[EXCERPTED PASSAGE]

To maximise my chance of winning one prize should I put all my entries in a single draw? Every week there's a prize draw. It's free to enter using the code from a soup tin lid. You can enter as many times as you like during the week until Monday's draw and then it starts all over.
The prizes are experiences and the value to me is not especially relevant. Winning more than once might be worth more in value terms, but I only want to win once.
So my question is; in order to maximise my chance of winning once should I;


*

*batch up my lids and enter as many of them as I can in one go, probably during the last week of the prize draws?

*enter lids as I go along.


It feels like (1) to me, but the maths to explain it is beyond me.
To be clear, I'm not actually interested in trying to gain a winning advantage. I realise that in reality the odds are small and about even either way, but as a maths puzzle I'm interested.
Say for instance that I have 10 lids. Lets assume that the number of other entries are an even number (say 5 each week), and lets say there are 10 weeks and one prize available per week.

[EXERCISE REQUIREMENTS] List every numeric assumption set out in the example scenario at the end of the prize-draw question.

[Stored dataset items]
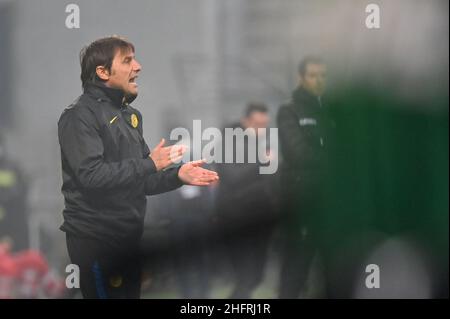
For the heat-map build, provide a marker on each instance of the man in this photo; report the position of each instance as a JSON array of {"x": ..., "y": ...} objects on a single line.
[
  {"x": 108, "y": 170},
  {"x": 246, "y": 208},
  {"x": 303, "y": 125}
]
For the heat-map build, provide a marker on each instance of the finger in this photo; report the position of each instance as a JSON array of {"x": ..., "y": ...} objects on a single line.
[
  {"x": 198, "y": 163},
  {"x": 160, "y": 145},
  {"x": 207, "y": 179},
  {"x": 176, "y": 159},
  {"x": 198, "y": 183},
  {"x": 176, "y": 150}
]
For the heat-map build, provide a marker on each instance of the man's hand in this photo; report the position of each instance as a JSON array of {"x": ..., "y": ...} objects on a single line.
[
  {"x": 192, "y": 174},
  {"x": 166, "y": 156}
]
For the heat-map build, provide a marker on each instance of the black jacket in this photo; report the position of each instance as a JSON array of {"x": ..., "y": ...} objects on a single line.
[
  {"x": 244, "y": 196},
  {"x": 303, "y": 126},
  {"x": 106, "y": 168}
]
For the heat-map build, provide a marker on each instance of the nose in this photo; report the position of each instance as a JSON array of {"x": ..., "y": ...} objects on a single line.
[{"x": 137, "y": 66}]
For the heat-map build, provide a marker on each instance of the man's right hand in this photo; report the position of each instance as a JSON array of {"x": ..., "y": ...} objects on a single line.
[{"x": 166, "y": 156}]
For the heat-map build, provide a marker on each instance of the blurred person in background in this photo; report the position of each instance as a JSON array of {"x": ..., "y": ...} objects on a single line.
[
  {"x": 108, "y": 170},
  {"x": 303, "y": 124},
  {"x": 190, "y": 221},
  {"x": 246, "y": 208},
  {"x": 13, "y": 202}
]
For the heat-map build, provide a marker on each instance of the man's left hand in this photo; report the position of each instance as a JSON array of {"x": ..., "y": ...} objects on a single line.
[{"x": 193, "y": 174}]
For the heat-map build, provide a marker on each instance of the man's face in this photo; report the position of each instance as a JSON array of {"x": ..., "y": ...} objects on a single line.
[
  {"x": 124, "y": 71},
  {"x": 314, "y": 79},
  {"x": 257, "y": 120}
]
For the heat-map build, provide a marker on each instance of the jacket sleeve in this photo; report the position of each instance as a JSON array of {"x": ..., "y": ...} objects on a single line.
[
  {"x": 82, "y": 147},
  {"x": 294, "y": 143}
]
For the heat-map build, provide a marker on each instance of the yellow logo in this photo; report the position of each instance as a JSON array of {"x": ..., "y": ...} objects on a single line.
[
  {"x": 134, "y": 120},
  {"x": 113, "y": 119}
]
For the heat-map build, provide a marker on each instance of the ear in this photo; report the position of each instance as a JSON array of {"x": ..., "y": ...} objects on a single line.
[{"x": 102, "y": 73}]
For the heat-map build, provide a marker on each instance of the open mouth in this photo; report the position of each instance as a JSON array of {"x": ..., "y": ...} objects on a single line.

[TASK RESULT]
- 10 lids held by the entrant
- 5 other entries each week
- 10 weeks of draws
- One prize available per week